What is needed
Repeat every line below exactly, word for word.

**********

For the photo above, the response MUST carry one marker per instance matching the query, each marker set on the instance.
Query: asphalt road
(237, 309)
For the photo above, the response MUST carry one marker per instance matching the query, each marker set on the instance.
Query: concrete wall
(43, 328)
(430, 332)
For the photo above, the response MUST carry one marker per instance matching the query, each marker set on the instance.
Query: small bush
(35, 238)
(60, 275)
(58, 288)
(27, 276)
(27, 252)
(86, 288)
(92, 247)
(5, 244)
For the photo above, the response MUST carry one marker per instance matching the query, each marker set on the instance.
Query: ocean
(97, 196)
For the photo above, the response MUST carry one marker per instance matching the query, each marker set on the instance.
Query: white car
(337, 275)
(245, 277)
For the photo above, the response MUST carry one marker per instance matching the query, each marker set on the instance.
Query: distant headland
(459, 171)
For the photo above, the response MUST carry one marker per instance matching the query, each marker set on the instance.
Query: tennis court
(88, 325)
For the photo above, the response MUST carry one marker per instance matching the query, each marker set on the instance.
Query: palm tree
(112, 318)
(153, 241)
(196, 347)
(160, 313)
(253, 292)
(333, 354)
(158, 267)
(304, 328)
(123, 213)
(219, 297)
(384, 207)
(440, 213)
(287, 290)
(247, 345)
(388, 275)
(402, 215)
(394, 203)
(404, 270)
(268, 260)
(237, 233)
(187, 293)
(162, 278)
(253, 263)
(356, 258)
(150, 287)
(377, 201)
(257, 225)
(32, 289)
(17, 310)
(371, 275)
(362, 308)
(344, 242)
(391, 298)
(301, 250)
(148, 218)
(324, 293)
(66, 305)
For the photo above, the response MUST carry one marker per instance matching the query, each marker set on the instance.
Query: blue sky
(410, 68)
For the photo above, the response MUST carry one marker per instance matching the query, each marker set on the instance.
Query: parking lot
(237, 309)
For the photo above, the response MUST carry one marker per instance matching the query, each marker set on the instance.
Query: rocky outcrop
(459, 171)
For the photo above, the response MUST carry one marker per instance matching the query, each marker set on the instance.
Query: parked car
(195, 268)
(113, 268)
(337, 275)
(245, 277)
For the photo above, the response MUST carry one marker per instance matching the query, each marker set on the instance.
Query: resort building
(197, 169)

**********

Written reply
For the photo above, the response MUST carry one marker per instance matching the query, each marker set on the instance.
Query: asphalt road
(237, 309)
For the photo above, the response MUST carry one marker per instance matching the query, each marker set on the instance.
Query: concrete wall
(43, 328)
(430, 332)
For the photo above, the response MUST carry one marker per instance matching the query, each marker set on the instance.
Query: small bush
(35, 238)
(60, 275)
(58, 288)
(27, 276)
(27, 252)
(86, 288)
(92, 247)
(5, 244)
For the photo above, the response MUST carry one marker per instance matching the query, each marker set on the instance.
Query: ocean
(97, 196)
For the photo above, the response MUST carry one marker per instance matching the query, each marker set on the instance.
Query: white car
(337, 275)
(245, 277)
For the photo above, the response MUST carry one marker per instance matching the query, each marker set on the instance.
Query: distant headland
(459, 171)
For the photo above, the response MUST carry one marker per instance matching the query, each marker set on the instance.
Query: tennis court
(88, 325)
For the photo above, the response MUST carry one marker per instance matching the query, each marker set on the instance.
Query: palm tree
(112, 318)
(153, 241)
(196, 347)
(160, 313)
(253, 292)
(333, 354)
(158, 267)
(304, 328)
(123, 213)
(219, 297)
(384, 207)
(440, 213)
(287, 290)
(247, 345)
(388, 275)
(402, 215)
(394, 203)
(404, 270)
(268, 260)
(237, 233)
(187, 293)
(162, 278)
(253, 263)
(356, 258)
(150, 287)
(377, 201)
(257, 225)
(32, 289)
(17, 310)
(371, 275)
(362, 308)
(344, 242)
(391, 298)
(301, 250)
(148, 218)
(324, 293)
(66, 305)
For the photo above, the response MUST carry one marker per instance matching the query, each marker set on the instance.
Query: blue sky
(410, 68)
For the photo above, the response MUST carry one marker per instance matching the query, each marker set on the instance.
Query: parking lot
(237, 309)
For the photo above, the response MUST carry one marker per instance matching the query, each marker set on the instance.
Query: rocky outcrop
(459, 171)
For the photo above, the response MUST carry one marker per instance matching the query, each marker set on the instance.
Query: parked car
(195, 268)
(113, 268)
(337, 275)
(245, 277)
For the photo above, the response MUST carry one marker per instance matching the query, each marker set on the instance.
Query: resort building
(197, 169)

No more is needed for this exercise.